Written request:
Duplicate all the rows below line for line, changing nothing.

** BEGIN Data entries **

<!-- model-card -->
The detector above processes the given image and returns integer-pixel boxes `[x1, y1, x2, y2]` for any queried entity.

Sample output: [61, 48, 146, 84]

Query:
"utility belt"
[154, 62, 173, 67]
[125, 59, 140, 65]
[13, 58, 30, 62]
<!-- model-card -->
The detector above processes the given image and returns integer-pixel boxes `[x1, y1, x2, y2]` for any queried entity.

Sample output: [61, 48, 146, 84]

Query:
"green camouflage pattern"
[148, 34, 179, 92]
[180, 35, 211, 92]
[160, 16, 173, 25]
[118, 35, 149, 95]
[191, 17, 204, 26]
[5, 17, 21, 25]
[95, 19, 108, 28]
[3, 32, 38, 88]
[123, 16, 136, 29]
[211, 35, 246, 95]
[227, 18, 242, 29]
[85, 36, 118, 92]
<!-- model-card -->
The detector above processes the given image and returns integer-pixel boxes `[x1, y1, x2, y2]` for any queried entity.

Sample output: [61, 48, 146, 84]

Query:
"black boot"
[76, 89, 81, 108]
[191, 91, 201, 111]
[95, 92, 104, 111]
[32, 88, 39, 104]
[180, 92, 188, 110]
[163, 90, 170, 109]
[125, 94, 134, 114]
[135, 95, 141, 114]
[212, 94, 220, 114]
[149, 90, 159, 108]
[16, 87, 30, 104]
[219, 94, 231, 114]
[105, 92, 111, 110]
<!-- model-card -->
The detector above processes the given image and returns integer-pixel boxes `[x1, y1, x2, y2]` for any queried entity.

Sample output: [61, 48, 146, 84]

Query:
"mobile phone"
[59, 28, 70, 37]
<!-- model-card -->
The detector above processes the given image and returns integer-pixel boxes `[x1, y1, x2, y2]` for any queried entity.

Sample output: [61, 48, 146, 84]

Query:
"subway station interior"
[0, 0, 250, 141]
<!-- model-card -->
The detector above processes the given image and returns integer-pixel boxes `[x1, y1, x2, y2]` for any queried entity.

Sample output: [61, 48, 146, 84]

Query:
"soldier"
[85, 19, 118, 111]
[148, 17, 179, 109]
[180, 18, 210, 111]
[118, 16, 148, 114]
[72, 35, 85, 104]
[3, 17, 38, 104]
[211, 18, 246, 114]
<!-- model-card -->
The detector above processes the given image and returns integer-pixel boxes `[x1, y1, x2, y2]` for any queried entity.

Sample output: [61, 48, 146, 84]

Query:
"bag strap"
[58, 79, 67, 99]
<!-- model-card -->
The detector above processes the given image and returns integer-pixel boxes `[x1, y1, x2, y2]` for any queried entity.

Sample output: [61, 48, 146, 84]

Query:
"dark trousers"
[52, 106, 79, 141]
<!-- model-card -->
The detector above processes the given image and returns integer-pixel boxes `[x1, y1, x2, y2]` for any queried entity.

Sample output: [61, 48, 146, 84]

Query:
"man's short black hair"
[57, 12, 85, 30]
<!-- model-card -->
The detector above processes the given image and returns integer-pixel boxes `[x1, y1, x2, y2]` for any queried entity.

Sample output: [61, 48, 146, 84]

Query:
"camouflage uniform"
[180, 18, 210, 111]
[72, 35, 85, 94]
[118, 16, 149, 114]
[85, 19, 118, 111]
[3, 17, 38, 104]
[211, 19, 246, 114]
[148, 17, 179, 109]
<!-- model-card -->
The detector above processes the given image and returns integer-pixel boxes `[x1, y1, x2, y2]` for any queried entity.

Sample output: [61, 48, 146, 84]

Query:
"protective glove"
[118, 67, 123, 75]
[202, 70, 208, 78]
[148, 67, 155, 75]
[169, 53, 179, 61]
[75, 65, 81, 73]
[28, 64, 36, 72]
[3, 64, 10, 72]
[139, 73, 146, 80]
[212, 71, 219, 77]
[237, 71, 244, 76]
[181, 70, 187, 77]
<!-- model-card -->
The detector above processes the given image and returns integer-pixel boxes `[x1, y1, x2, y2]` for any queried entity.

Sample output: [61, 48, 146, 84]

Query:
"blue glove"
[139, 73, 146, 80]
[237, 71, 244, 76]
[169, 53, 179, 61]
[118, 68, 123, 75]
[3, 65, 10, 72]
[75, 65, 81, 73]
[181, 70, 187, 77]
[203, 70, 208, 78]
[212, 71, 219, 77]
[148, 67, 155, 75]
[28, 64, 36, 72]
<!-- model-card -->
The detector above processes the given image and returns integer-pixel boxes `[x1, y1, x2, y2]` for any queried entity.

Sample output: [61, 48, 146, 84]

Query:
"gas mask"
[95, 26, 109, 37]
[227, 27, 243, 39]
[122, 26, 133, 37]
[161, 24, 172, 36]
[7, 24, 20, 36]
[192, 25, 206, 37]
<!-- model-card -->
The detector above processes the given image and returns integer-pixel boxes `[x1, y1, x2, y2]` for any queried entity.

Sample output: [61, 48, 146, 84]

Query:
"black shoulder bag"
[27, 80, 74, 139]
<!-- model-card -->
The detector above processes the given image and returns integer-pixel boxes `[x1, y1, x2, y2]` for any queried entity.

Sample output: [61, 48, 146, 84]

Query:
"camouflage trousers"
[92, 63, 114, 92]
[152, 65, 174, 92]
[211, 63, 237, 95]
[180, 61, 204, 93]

** END Data entries **

Response for this exercise:
<!-- model-card -->
The detector above processes the given image and returns integer-pixel boxes `[x1, y1, x2, y2]` for any queried entity.

Sample output: [61, 48, 146, 84]

Query:
"utility belt"
[154, 62, 173, 67]
[125, 59, 140, 65]
[13, 58, 30, 62]
<!-- model-card -->
The detector above processes the given image and returns integer-pixel boxes `[x1, y1, x2, y2]` for any queried entity.

Sample output: [61, 48, 146, 84]

Query:
"green camouflage pattern"
[148, 34, 179, 92]
[180, 35, 211, 92]
[160, 16, 173, 25]
[118, 35, 149, 95]
[191, 17, 204, 26]
[5, 17, 21, 25]
[95, 19, 108, 28]
[3, 32, 38, 88]
[123, 16, 136, 29]
[211, 35, 246, 95]
[227, 18, 242, 29]
[85, 36, 118, 92]
<!-- model-card -->
The detector above processes the given image and returns integer-pixel boxes `[x1, y1, x2, y2]` for any queried entity.

Sample output: [61, 48, 146, 84]

Query:
"black boot"
[76, 89, 81, 108]
[191, 91, 201, 111]
[95, 92, 104, 111]
[32, 88, 39, 104]
[180, 92, 188, 110]
[163, 90, 170, 109]
[125, 94, 134, 114]
[135, 95, 141, 114]
[212, 94, 220, 114]
[149, 90, 159, 108]
[16, 87, 30, 104]
[219, 94, 231, 114]
[105, 92, 111, 110]
<!-- model-card -->
The detector above processes the given image and returns integer-pixel boxes `[x1, y1, x2, y2]` for any queried entity.

Sample output: [61, 48, 146, 84]

Query:
"mobile phone"
[59, 28, 70, 37]
<!-- model-card -->
The detector above processes the given image and returns integer-pixel boxes `[x1, y1, x2, y2]` for any queried entity.

Sample output: [61, 48, 146, 84]

Query:
"subway station interior"
[0, 0, 250, 141]
<!-- model-card -->
The detector above processes the given image and returns integer-pixel boxes `[x1, y1, x2, y2]` for any queried entity.

Sample output: [61, 48, 146, 84]

Query:
"soldier"
[85, 19, 118, 111]
[148, 17, 179, 109]
[180, 18, 210, 111]
[118, 16, 148, 114]
[72, 35, 85, 104]
[3, 17, 38, 104]
[211, 18, 246, 114]
<!-- model-card -->
The detector above processes the given image and returns integer-pixel boxes `[x1, y1, x2, y2]` for any queried entity.

Sample output: [61, 48, 146, 84]

Query:
"bag strap"
[58, 79, 67, 99]
<!-- model-card -->
The detector above processes the given image and returns integer-pixel boxes `[x1, y1, x2, y2]` for any queried entity.

Sample output: [61, 48, 146, 84]

Query:
"dark trousers"
[52, 106, 79, 141]
<!-- model-card -->
The detector above processes the given image and returns integer-pixel boxes `[x1, y1, x2, y2]` for any queried entity.

Sample output: [61, 48, 146, 84]

Query:
"man's short black hair"
[57, 12, 85, 30]
<!-- model-card -->
The detector above processes the given image and returns integer-pixel boxes `[x1, y1, x2, y2]` for any queried entity.

Sample output: [61, 48, 146, 84]

Query:
"camouflage uniform"
[180, 18, 210, 111]
[72, 35, 85, 94]
[118, 16, 149, 114]
[85, 19, 118, 111]
[3, 17, 38, 104]
[211, 19, 246, 114]
[148, 17, 179, 109]
<!-- model-card -->
The detector above processes the given image and returns integer-pixel boxes `[x1, y1, x2, y2]` for any queried entity.

Sample output: [61, 48, 146, 84]

Query:
"protective glove"
[118, 67, 123, 75]
[202, 70, 208, 78]
[148, 67, 155, 75]
[169, 53, 179, 61]
[75, 65, 81, 73]
[28, 64, 36, 72]
[3, 64, 10, 72]
[139, 73, 146, 80]
[212, 71, 219, 77]
[237, 71, 244, 76]
[181, 70, 187, 77]
<!-- model-card -->
The detector above processes the given image and returns integer-pixel boxes `[x1, y1, x2, y2]` for any queried entity.

Sample output: [61, 48, 146, 84]

Query:
"blue glove"
[139, 73, 146, 80]
[237, 71, 244, 76]
[169, 53, 179, 61]
[118, 68, 123, 75]
[3, 65, 10, 72]
[75, 65, 81, 73]
[181, 70, 187, 77]
[203, 70, 208, 78]
[212, 71, 219, 77]
[148, 67, 155, 75]
[28, 64, 36, 72]
<!-- model-card -->
The detector above processes the given image and returns integer-pixel boxes `[x1, y1, x2, y2]` for any queried entity.

Sample output: [61, 48, 146, 84]

Query:
"gas mask"
[95, 26, 109, 37]
[227, 27, 243, 39]
[122, 26, 133, 37]
[161, 24, 172, 36]
[7, 24, 20, 36]
[192, 25, 206, 37]
<!-- model-card -->
The detector above processes the given image and returns integer-pixel boxes `[x1, y1, x2, y2]` for any queried entity.

Sample output: [61, 48, 146, 84]

Query:
"black shoulder bag"
[27, 80, 74, 139]
<!-- model-card -->
The detector above processes the given image and returns integer-pixel boxes `[x1, y1, x2, y2]` for any queried entity.

Sample output: [61, 48, 146, 84]

Query:
"camouflage trousers"
[92, 63, 114, 92]
[152, 65, 174, 92]
[211, 63, 237, 95]
[180, 61, 204, 93]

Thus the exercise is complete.